*** Opening Listed records ***
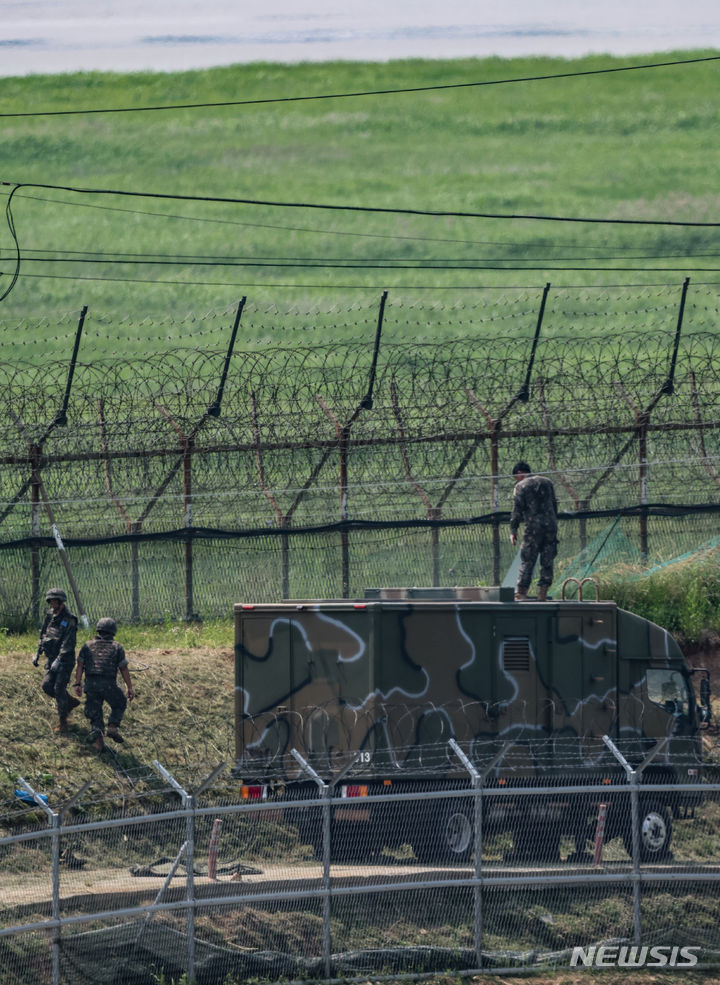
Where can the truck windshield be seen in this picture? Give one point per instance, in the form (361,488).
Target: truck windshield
(668,689)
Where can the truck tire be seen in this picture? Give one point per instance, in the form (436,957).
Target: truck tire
(655,830)
(447,835)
*** Closing Listed records ***
Instructions for the task: Find the line with "Where can the truck tire". Transcribe it and every line after it exactly, through the end of the records above, and nothing else.

Response to this exercise:
Where can the truck tire be seen in this picture? Give one point per instance, in the form (436,957).
Target: truck tire
(655,830)
(447,835)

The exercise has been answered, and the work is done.